__WORK REQUIRED__.
Render all of the stored entries below as a numbered list, dropping any blank lines. Leave the pictures out of your answer.

* BEGIN PROVIDED DATA *

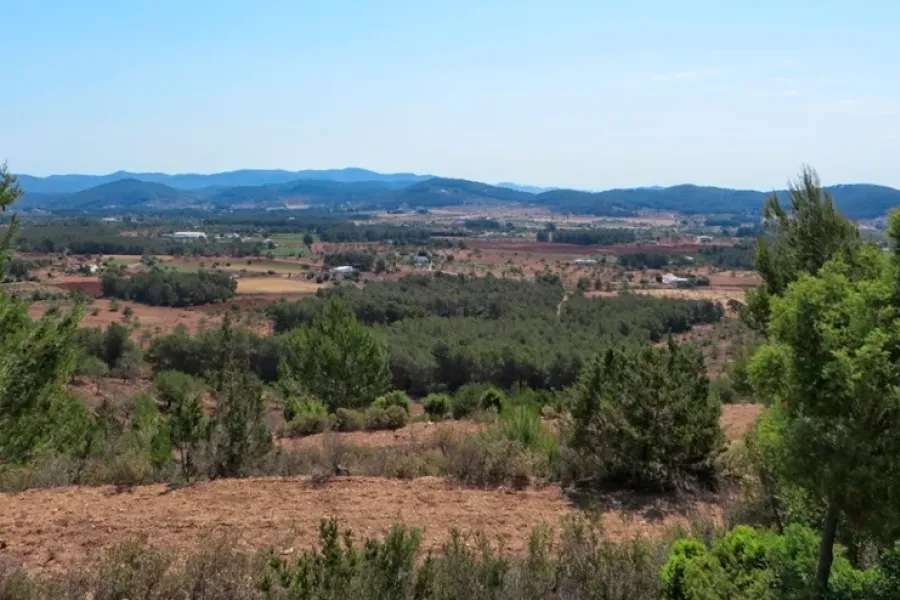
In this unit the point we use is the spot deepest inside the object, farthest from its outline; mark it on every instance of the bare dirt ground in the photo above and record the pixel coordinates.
(57, 529)
(738, 419)
(156, 319)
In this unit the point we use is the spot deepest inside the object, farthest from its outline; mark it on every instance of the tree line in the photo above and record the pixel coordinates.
(163, 287)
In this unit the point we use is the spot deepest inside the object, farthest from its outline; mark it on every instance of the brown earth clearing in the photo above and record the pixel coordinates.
(55, 529)
(156, 319)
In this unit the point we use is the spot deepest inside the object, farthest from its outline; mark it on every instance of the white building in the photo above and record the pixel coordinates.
(674, 280)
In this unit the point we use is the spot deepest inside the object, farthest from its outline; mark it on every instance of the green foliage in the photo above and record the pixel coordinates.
(467, 400)
(173, 388)
(338, 360)
(346, 419)
(762, 565)
(90, 366)
(159, 287)
(238, 433)
(437, 406)
(307, 423)
(594, 237)
(645, 417)
(798, 242)
(360, 260)
(830, 369)
(443, 332)
(492, 399)
(391, 418)
(522, 424)
(395, 398)
(36, 358)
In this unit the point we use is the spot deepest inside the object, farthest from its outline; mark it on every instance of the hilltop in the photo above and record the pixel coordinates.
(361, 189)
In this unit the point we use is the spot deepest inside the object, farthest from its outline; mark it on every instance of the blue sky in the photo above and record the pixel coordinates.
(589, 94)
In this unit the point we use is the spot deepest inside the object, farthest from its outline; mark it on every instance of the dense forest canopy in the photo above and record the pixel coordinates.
(445, 331)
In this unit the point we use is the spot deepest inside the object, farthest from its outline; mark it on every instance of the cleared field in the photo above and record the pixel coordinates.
(54, 529)
(156, 319)
(276, 285)
(718, 294)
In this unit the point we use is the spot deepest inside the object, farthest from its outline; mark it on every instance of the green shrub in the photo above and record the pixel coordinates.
(754, 563)
(492, 399)
(294, 406)
(396, 417)
(490, 459)
(522, 424)
(644, 418)
(395, 398)
(467, 400)
(347, 419)
(392, 417)
(308, 423)
(437, 406)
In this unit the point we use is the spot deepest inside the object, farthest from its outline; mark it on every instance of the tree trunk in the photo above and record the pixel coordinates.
(826, 550)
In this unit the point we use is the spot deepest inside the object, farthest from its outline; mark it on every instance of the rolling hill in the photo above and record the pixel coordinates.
(353, 190)
(66, 184)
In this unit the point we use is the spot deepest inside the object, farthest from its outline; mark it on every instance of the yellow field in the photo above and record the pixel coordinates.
(276, 285)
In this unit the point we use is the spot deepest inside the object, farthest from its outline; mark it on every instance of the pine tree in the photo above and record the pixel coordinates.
(338, 360)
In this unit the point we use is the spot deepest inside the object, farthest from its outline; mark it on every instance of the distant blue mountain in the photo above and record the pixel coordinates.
(67, 184)
(529, 189)
(363, 189)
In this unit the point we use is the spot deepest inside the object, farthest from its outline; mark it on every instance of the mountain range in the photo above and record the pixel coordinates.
(361, 189)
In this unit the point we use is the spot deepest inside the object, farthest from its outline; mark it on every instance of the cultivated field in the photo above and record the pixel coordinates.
(59, 528)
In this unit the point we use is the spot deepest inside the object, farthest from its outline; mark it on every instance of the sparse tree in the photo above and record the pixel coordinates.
(645, 417)
(338, 360)
(796, 242)
(831, 372)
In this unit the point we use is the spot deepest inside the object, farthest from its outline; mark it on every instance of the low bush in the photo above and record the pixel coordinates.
(490, 459)
(437, 406)
(751, 563)
(347, 419)
(307, 423)
(392, 417)
(522, 424)
(292, 407)
(395, 398)
(467, 400)
(492, 399)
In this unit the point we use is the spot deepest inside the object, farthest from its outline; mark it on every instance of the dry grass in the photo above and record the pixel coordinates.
(156, 319)
(57, 529)
(276, 285)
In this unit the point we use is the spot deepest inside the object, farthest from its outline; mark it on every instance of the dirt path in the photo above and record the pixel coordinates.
(59, 528)
(561, 302)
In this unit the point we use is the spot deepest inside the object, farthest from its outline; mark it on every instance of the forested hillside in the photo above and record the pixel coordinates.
(341, 189)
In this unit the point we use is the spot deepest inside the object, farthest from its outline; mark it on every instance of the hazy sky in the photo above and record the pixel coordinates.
(591, 94)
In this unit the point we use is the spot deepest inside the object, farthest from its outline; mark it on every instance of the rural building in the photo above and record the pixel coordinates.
(188, 235)
(674, 280)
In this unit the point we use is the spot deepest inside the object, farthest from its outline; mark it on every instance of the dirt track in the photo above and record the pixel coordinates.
(56, 529)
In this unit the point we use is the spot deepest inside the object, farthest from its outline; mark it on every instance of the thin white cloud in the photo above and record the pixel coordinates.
(695, 74)
(861, 107)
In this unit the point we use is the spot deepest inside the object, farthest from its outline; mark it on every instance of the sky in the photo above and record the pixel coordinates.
(589, 94)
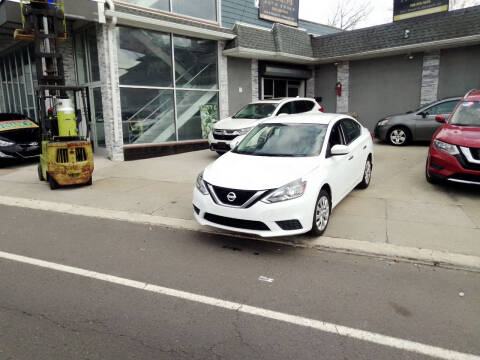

* END PROVIDED DATA *

__SOLUTION__.
1. In this unit the point we use is the spot deepest inside the object, farthest from its outline; mark it on every instance of the bare dirt ground in the photo above and record the pixel coordinates.
2. (57, 529)
3. (738, 419)
4. (156, 319)
5. In this unit the point we use is the spot deepest inside the object, farthest from its outline; mark it on every instance of the tree line in the photo above and record the pixel coordinates.
6. (163, 287)
7. In this unit the point we use is the spot deepest inside the object, farthest from its outline; mark it on every instance of the brown earth clearing in the photo above and record the pixel coordinates.
8. (55, 529)
9. (156, 319)
10. In this unit the point we use is the spot deepest inside the object, farthest from its outline; mark it on every instance of the white building in the photo above and record the pixel coordinates.
11. (674, 280)
12. In this unit the point we use is the spot deepest inside the object, farthest from its outline; mark it on every instance of the green foliage in the photo above and record the pixel coordinates.
13. (467, 400)
14. (173, 388)
15. (338, 360)
16. (346, 419)
17. (762, 565)
18. (90, 366)
19. (159, 287)
20. (238, 433)
21. (437, 406)
22. (307, 423)
23. (594, 237)
24. (645, 417)
25. (798, 242)
26. (360, 260)
27. (830, 369)
28. (443, 332)
29. (492, 399)
30. (391, 418)
31. (522, 424)
32. (395, 398)
33. (36, 358)
34. In this unit the point we use is the spot deepest inside the object, farthest from its outline; mark it on every instance of the hilltop in the photo above and record the pixel coordinates.
35. (361, 189)
36. In this unit the point we use is the spot deepest inside the object, farthest from its outline; mark it on every instance of the blue sky in the photo above and record the pixel coordinates.
37. (589, 94)
38. In this unit the point we use is the spot deepest inside the object, farthest from its outline; mark it on every instance of the dense forest canopy in the photo above and record the pixel coordinates.
39. (445, 331)
40. In this unit the point we use is the spot deepest inside the object, farthest from its outline; mark it on every instance of the cleared field in the photo above and record the pixel coordinates.
41. (54, 529)
42. (156, 319)
43. (276, 285)
44. (718, 294)
45. In this unit the point we use is the spot deepest inside the object, farthest from its outline; mark it on every instance of the green shrub in the photo above and record the pixel coordinates.
46. (754, 563)
47. (492, 399)
48. (294, 406)
49. (396, 417)
50. (490, 459)
51. (522, 424)
52. (644, 418)
53. (395, 398)
54. (467, 400)
55. (347, 419)
56. (392, 417)
57. (308, 423)
58. (437, 406)
59. In this unit the point we use is the spot deepest inside the object, farthest from its outline; mark it on every instance of the tree trunk in the photo above and record the pixel coordinates.
60. (826, 550)
61. In this unit the point we use is the spot deepest inside the object, farthest from its outline; mark it on every instance of the rolling hill in the photo above and record the pixel coordinates.
62. (353, 190)
63. (66, 184)
64. In this unit the point we use is the spot deepest inside the object, farthest from its outline; mark it on every instance of the yellow field in the photo above and record the pixel coordinates.
65. (276, 285)
66. In this unit the point we use is the spot deepest inside the object, farthest from its outline; mark it on every instance of the pine tree in the photo above and record the pixel coordinates.
67. (338, 360)
68. In this unit the point we use is the spot deepest inside the object, farthest from its outline; mark it on every instance of the distant blue mountain in the photo above and record the pixel coordinates.
69. (67, 184)
70. (529, 189)
71. (363, 189)
72. In this unit the point we use is the spot deepest inside the object, farthest from its outline; mark it on every instance of the mountain range in the photo above and record the pixel coordinates.
73. (361, 189)
74. In this unit the point we use is the spot deepest inside the object, farthest from its outline; mark it on every instance of the cultivated field in the photo above and record the pixel coordinates.
75. (59, 528)
76. In this unit the point we use is the spot deepest inside the object, farthest from its outline; mark it on every instance of the sparse tree in the photo above and record the pixel coordinates.
77. (645, 417)
78. (338, 360)
79. (796, 242)
80. (831, 372)
81. In this unit the point we use is the spot deepest inside the object, farthest from its outline; mark it on every instance of the low bush in the photo above and record the pixel coordinates.
82. (490, 459)
83. (437, 406)
84. (751, 563)
85. (347, 419)
86. (307, 423)
87. (392, 417)
88. (522, 424)
89. (292, 407)
90. (395, 398)
91. (467, 400)
92. (492, 399)
93. In this unit the point we use is the spot deepest inside the object, farthest from its outline; mark it on every instance of the dry grass in the photo above and record the pixel coordinates.
94. (156, 319)
95. (57, 529)
96. (276, 285)
97. In this unit the point we use is the spot deepest inside the object, farthest from its outline; mark it on every instance of the dirt path in the photo above and record the pixel coordinates.
98. (59, 528)
99. (561, 302)
100. In this unit the point we use is the spot deepest inside the object, farthest from its outline; mark it on every instance of the forested hillside in the photo above and record the pixel coordinates.
101. (341, 189)
102. In this unit the point we use is the spot deepest inside the object, farthest from its outline; mark it on every instance of the hazy sky in the photo above and record the pixel coordinates.
103. (591, 94)
104. In this unit the point we use is the spot deepest inside the object, farthest from its outline; mark it on every instance of the rural building in the photo above and record the pixel coordinates.
105. (188, 235)
106. (674, 280)
107. In this unit the point we use is the spot deepest inside the object, farthest from its outline; mark it on every instance of the dirt track in the photo above and record the pixel coordinates.
108. (56, 529)
109. In this unit the point we use is the spot deepest inside the object, farthest from its outline; mark it on every instance of the thin white cloud in the photo above and record the pixel coordinates.
110. (695, 74)
111. (861, 107)
112. In this unit the point we use is the spot deepest inside the object, farthest from its outline; mark it on every instance of the sky in the photo above and record the pixel coordinates.
113. (589, 94)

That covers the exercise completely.